## Set exercise
Rewrite the data between the lines holding "subject: curb" and "204 137 L 211", inclusive, keeping every line and adding 129 to each coordinate in the answer path. Leave the sample output coordinates unchanged.

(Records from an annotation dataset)
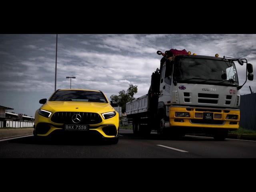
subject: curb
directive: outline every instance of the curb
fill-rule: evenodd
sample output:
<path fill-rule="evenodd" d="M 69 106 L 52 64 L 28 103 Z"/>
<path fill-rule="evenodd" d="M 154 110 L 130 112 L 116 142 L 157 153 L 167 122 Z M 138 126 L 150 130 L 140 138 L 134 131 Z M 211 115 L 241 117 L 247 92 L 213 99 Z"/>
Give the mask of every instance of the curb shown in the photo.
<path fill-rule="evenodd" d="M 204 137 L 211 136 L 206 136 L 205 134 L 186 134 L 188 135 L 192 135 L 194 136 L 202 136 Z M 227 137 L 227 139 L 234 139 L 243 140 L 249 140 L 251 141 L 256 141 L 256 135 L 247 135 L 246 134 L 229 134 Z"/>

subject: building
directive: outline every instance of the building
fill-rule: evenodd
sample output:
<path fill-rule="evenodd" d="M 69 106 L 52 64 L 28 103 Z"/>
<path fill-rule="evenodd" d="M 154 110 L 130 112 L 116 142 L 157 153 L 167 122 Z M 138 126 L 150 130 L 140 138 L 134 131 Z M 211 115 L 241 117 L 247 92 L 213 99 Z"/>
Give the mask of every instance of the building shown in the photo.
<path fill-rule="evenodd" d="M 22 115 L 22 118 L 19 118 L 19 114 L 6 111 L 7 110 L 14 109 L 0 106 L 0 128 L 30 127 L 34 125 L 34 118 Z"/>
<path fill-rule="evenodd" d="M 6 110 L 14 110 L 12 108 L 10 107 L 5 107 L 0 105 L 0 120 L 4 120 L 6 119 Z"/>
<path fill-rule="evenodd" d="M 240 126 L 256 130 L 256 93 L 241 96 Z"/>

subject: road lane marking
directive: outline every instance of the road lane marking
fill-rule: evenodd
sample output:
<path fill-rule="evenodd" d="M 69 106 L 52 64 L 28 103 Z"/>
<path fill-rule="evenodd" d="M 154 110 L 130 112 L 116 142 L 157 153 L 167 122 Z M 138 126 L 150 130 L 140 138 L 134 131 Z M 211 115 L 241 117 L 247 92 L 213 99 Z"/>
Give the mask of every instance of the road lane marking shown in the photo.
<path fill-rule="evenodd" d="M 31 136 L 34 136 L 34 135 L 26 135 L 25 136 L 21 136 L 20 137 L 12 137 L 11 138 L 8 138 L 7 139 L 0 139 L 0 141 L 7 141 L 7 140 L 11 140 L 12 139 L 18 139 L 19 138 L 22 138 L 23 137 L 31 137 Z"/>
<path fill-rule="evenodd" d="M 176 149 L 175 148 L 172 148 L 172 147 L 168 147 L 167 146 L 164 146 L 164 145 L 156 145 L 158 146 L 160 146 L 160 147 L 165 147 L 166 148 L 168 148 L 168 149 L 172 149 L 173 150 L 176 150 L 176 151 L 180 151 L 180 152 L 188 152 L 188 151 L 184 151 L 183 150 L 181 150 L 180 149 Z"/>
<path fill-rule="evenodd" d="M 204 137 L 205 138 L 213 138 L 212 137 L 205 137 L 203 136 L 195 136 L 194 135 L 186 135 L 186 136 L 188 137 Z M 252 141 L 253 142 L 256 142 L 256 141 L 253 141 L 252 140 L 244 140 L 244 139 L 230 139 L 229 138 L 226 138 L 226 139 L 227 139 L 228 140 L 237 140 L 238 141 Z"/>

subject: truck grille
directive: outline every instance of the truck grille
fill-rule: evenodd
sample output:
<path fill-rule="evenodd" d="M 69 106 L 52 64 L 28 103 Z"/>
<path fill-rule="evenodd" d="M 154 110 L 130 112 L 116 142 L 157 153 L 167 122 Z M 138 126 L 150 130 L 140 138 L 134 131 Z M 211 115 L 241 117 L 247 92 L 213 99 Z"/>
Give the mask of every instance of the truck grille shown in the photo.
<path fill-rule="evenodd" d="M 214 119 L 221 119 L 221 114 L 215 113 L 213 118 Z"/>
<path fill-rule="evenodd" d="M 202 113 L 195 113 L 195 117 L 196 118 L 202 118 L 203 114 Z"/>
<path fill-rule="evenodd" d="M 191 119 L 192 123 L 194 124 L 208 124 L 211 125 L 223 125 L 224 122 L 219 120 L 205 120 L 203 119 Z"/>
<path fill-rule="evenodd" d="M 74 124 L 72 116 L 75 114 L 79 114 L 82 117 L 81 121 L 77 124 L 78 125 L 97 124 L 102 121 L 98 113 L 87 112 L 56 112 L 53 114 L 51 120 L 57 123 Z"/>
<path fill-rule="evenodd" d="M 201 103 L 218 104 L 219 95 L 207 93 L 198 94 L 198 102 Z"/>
...
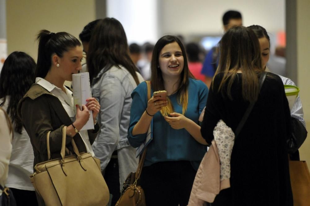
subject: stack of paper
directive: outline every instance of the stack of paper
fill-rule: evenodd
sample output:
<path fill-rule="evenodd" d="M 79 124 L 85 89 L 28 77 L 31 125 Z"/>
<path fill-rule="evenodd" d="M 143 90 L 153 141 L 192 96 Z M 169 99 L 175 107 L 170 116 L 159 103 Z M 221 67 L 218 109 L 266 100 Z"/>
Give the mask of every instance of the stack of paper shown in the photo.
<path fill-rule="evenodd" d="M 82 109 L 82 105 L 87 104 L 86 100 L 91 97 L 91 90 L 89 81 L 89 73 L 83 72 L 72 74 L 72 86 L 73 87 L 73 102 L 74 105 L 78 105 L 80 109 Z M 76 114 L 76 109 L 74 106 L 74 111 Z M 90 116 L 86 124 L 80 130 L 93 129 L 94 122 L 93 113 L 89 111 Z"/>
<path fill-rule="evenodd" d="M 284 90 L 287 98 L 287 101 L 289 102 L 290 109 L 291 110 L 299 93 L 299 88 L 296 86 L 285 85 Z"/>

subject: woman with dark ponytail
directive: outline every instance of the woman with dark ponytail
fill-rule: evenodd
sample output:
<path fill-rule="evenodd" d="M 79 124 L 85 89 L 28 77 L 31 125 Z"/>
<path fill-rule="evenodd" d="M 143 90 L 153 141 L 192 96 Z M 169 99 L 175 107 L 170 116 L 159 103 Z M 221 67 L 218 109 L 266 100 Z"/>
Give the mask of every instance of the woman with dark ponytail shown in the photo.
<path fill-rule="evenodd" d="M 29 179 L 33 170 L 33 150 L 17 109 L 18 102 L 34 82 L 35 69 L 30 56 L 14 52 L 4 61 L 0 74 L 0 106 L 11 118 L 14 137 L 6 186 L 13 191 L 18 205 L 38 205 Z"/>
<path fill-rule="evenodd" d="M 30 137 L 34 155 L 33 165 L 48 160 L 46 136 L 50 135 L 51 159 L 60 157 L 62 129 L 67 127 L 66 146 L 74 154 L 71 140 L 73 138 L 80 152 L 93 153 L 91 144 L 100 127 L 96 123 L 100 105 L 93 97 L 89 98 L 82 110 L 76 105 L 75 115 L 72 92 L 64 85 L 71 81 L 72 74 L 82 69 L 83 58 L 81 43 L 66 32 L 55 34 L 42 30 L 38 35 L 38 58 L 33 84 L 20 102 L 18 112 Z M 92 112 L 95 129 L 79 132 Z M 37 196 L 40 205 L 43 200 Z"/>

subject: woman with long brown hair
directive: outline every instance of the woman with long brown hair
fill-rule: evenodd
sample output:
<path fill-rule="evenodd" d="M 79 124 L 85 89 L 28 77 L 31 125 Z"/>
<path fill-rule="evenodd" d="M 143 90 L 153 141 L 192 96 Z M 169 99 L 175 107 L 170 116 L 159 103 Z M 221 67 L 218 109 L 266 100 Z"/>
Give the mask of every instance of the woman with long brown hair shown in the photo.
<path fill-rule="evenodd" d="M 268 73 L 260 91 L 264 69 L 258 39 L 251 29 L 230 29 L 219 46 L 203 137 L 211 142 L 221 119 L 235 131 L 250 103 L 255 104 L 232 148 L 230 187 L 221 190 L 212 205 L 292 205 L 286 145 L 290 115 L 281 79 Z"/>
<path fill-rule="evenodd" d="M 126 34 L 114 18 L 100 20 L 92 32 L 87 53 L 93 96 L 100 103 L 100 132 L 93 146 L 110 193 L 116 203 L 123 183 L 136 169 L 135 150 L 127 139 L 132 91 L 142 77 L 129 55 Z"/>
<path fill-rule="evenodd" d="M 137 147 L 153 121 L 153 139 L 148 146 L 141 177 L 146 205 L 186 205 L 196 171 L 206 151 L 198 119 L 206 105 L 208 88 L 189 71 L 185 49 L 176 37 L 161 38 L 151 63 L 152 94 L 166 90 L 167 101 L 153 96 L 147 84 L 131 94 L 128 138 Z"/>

## Response to the exercise
subject: curb
directive: outline every instance of the curb
fill-rule: evenodd
sample output:
<path fill-rule="evenodd" d="M 69 106 L 52 64 L 28 103 Z"/>
<path fill-rule="evenodd" d="M 154 110 L 130 112 L 116 142 L 157 153 L 167 122 Z M 138 126 L 150 130 L 140 138 L 134 131 Z M 211 115 L 241 117 L 247 92 L 213 99 Z"/>
Give the mask of every instance of the curb shown in the photo.
<path fill-rule="evenodd" d="M 333 266 L 340 265 L 335 265 L 334 263 L 315 263 L 317 264 L 321 264 L 323 265 L 331 265 Z M 356 266 L 356 268 L 363 268 L 372 269 L 378 269 L 380 270 L 385 270 L 385 264 L 376 264 L 375 263 L 358 263 Z"/>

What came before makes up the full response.